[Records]

___

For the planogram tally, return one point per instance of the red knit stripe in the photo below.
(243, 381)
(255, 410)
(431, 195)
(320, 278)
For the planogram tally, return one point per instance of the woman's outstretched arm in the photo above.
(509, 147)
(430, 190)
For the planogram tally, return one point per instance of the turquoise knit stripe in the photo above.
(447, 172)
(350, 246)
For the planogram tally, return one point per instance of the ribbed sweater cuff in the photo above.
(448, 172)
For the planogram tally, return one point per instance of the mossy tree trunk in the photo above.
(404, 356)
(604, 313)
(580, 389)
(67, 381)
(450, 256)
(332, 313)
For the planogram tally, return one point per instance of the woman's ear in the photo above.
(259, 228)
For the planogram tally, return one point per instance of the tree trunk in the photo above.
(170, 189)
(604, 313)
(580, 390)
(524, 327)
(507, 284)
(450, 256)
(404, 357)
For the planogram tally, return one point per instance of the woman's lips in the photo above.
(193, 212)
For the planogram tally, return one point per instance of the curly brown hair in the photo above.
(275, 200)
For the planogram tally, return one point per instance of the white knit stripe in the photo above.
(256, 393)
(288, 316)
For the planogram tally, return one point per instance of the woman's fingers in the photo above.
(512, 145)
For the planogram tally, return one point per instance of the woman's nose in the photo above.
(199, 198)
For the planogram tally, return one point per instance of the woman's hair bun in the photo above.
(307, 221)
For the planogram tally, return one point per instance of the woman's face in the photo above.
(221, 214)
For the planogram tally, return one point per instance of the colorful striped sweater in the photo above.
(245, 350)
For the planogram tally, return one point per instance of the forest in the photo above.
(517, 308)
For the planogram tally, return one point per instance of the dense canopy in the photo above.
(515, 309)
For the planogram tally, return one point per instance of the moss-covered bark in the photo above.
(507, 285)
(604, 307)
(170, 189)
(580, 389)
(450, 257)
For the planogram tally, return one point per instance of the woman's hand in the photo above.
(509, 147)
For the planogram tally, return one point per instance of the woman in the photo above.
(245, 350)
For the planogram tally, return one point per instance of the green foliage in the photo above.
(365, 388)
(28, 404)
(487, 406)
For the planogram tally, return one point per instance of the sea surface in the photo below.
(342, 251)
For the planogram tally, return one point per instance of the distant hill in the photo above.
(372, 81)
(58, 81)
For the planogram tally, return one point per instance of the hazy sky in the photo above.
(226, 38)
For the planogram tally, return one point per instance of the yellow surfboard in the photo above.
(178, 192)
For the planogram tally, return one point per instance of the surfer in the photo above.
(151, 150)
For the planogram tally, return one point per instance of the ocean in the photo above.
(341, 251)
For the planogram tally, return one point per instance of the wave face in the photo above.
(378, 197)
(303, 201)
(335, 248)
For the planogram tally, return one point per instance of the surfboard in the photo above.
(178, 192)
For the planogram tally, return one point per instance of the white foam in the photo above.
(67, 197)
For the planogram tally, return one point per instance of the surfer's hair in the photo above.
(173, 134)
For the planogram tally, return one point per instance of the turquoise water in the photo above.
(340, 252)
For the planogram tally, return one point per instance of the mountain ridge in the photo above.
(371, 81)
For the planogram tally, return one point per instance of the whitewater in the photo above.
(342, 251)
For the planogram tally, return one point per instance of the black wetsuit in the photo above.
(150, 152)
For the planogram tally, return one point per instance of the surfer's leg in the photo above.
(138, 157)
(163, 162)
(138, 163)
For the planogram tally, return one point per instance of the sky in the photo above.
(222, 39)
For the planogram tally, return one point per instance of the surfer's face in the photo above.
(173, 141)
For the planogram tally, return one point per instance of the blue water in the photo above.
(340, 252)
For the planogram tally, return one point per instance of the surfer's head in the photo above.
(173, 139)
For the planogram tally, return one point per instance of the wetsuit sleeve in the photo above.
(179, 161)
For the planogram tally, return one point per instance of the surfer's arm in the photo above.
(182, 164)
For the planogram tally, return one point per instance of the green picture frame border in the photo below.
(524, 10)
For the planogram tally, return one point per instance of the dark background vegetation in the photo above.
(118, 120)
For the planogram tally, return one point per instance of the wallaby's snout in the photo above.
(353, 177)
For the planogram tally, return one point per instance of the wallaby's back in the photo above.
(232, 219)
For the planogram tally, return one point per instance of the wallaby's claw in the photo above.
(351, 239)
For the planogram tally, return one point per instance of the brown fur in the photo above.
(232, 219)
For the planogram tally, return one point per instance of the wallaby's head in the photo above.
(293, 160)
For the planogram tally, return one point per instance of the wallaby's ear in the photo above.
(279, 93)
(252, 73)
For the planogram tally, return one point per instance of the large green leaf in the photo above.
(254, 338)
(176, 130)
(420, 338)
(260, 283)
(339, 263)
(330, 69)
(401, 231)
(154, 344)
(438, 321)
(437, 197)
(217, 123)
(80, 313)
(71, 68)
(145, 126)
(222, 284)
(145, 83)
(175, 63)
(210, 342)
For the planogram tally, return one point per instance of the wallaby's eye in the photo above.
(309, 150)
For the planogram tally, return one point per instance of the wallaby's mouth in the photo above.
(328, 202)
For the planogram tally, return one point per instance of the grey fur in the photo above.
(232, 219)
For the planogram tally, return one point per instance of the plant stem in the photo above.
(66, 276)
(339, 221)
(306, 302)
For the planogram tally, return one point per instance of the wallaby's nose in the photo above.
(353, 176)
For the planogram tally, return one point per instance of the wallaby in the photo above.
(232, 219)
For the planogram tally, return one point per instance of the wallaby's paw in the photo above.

___

Problem details: Convert every line of the records above into a JSON list of strings, one string per line, leaving out blank lines.

Response to the exercise:
[
  "For the planogram tally, return one point per instance of the red knit stripe in the photo below.",
  "(243, 381)",
  "(255, 410)",
  "(431, 195)",
  "(320, 278)",
  "For the planogram tally, return one point per instance of the woman's outstretched arm in the photo above.",
  "(509, 147)",
  "(430, 190)",
  "For the planogram tally, return one point per instance of the turquoise knit stripe in the photo above.",
  "(447, 172)",
  "(350, 246)",
  "For the planogram tally, return one point per instance of the ribbed sweater cuff in the photo above.",
  "(448, 172)",
  "For the planogram tally, return one point per instance of the mossy tree trunk in the photo above.",
  "(404, 356)",
  "(604, 313)",
  "(580, 389)",
  "(67, 381)",
  "(450, 256)",
  "(332, 313)",
  "For the planogram tally, return one point per instance of the woman's ear in the photo above.",
  "(259, 228)",
  "For the planogram tally, return one point per instance of the tree trunk in the photo above.",
  "(170, 189)",
  "(604, 313)",
  "(580, 390)",
  "(524, 327)",
  "(507, 284)",
  "(450, 256)",
  "(404, 357)",
  "For the planogram tally, return one point per instance of the woman's lips in the photo above.",
  "(193, 212)",
  "For the planogram tally, return one point per instance of the curly brown hair in the photo above.",
  "(275, 200)",
  "For the planogram tally, return one point per instance of the white knit stripe in the photo above.",
  "(256, 393)",
  "(288, 316)",
  "For the planogram tally, return one point per instance of the woman's fingers in the photo above.",
  "(512, 145)",
  "For the planogram tally, return one point per instance of the woman's nose in the photo above.",
  "(199, 198)",
  "For the planogram tally, return one point per instance of the woman's hair bun in the photo above.",
  "(307, 221)",
  "For the planogram tally, return one point per instance of the woman's face in the photo above.",
  "(221, 214)",
  "For the planogram tally, return one point per instance of the colorful striped sweater in the photo above.",
  "(245, 350)",
  "For the planogram tally, return one point per instance of the forest in the photo above.",
  "(517, 308)",
  "For the planogram tally, return one point per instance of the dense canopy in the photo above.",
  "(515, 309)",
  "For the planogram tally, return one point per instance of the moss-covered bark in the photo above.",
  "(507, 285)",
  "(604, 307)",
  "(170, 189)",
  "(580, 389)",
  "(450, 257)",
  "For the planogram tally, return one point per instance of the woman's hand in the photo above.",
  "(509, 147)",
  "For the planogram tally, return one point per instance of the woman in the photo above.",
  "(245, 350)",
  "For the planogram tally, return one point per instance of the green foliage in the photo above.",
  "(365, 388)",
  "(28, 404)",
  "(487, 406)",
  "For the planogram tally, return one point per instance of the sea surface in the photo below.",
  "(342, 251)",
  "For the planogram tally, return one point per instance of the distant hill in the photo above.",
  "(372, 81)",
  "(58, 81)",
  "For the planogram tally, return one point per instance of the hazy sky in the photo above.",
  "(226, 38)",
  "For the planogram tally, return one point per instance of the yellow surfboard in the photo above.",
  "(178, 192)",
  "For the planogram tally, return one point per instance of the surfer in the photo above.",
  "(151, 150)",
  "For the planogram tally, return one point per instance of the ocean in the photo above.",
  "(341, 251)",
  "For the planogram tally, return one point per instance of the wave face in the photo above.",
  "(378, 197)",
  "(303, 201)",
  "(335, 248)",
  "For the planogram tally, return one point per instance of the surfboard in the photo above.",
  "(178, 192)",
  "For the planogram tally, return one point per instance of the white foam in the photo above.",
  "(67, 197)",
  "For the planogram tally, return one point per instance of the surfer's hair in the photo above.",
  "(173, 134)",
  "For the planogram tally, return one point per instance of the turquoise water in the photo above.",
  "(340, 252)",
  "For the planogram tally, return one point per instance of the mountain ridge in the photo above.",
  "(371, 81)",
  "For the planogram tally, return one point per instance of the whitewater in the photo above.",
  "(342, 251)",
  "For the planogram tally, return one point per instance of the black wetsuit in the photo above.",
  "(150, 152)",
  "For the planogram tally, return one point per instance of the surfer's leg in the photo above.",
  "(138, 157)",
  "(163, 162)",
  "(138, 163)",
  "For the planogram tally, return one point per instance of the sky in the photo above.",
  "(222, 39)",
  "For the planogram tally, return one point per instance of the surfer's face in the photo above.",
  "(173, 141)",
  "For the planogram tally, return one point per instance of the blue water in the photo above.",
  "(340, 252)",
  "For the planogram tally, return one point per instance of the surfer's head in the photo above.",
  "(173, 139)",
  "For the planogram tally, return one point per instance of the wetsuit sleeve in the photo above.",
  "(179, 161)",
  "For the planogram tally, return one point per instance of the surfer's arm in the photo above.",
  "(182, 164)",
  "For the planogram tally, return one point per instance of the green picture frame border in the photo below.",
  "(524, 10)",
  "For the planogram tally, return one point per instance of the dark background vegetation in the photo above.",
  "(118, 120)",
  "For the planogram tally, return one point per instance of the wallaby's snout in the photo above.",
  "(353, 177)",
  "For the planogram tally, return one point per instance of the wallaby's back in the photo above.",
  "(232, 219)",
  "For the planogram tally, return one point per instance of the wallaby's claw in the photo above.",
  "(351, 239)",
  "For the planogram tally, return one point per instance of the brown fur in the photo above.",
  "(232, 219)",
  "For the planogram tally, return one point per instance of the wallaby's head in the photo above.",
  "(293, 160)",
  "For the planogram tally, return one point per instance of the wallaby's ear in the photo above.",
  "(279, 93)",
  "(252, 73)",
  "For the planogram tally, return one point per instance of the large green leaf in the photo above.",
  "(254, 338)",
  "(176, 130)",
  "(420, 338)",
  "(260, 283)",
  "(339, 263)",
  "(330, 69)",
  "(401, 231)",
  "(154, 344)",
  "(438, 321)",
  "(437, 197)",
  "(217, 123)",
  "(80, 313)",
  "(71, 68)",
  "(145, 126)",
  "(222, 284)",
  "(145, 83)",
  "(175, 63)",
  "(210, 342)",
  "For the planogram tally, return one point per instance of the wallaby's eye in the photo above.",
  "(309, 150)",
  "For the planogram tally, return one point per instance of the wallaby's mouth in the photo above.",
  "(328, 202)",
  "For the planogram tally, return one point per instance of the grey fur in the photo above.",
  "(232, 219)",
  "For the planogram tally, return one point per instance of the plant stem in the photo above.",
  "(66, 276)",
  "(339, 221)",
  "(306, 302)",
  "For the planogram tally, return one point per instance of the wallaby's nose in the photo above.",
  "(353, 176)",
  "For the planogram tally, return one point per instance of the wallaby in the photo above.",
  "(232, 219)",
  "For the planogram tally, return one point per instance of the wallaby's paw in the photo above."
]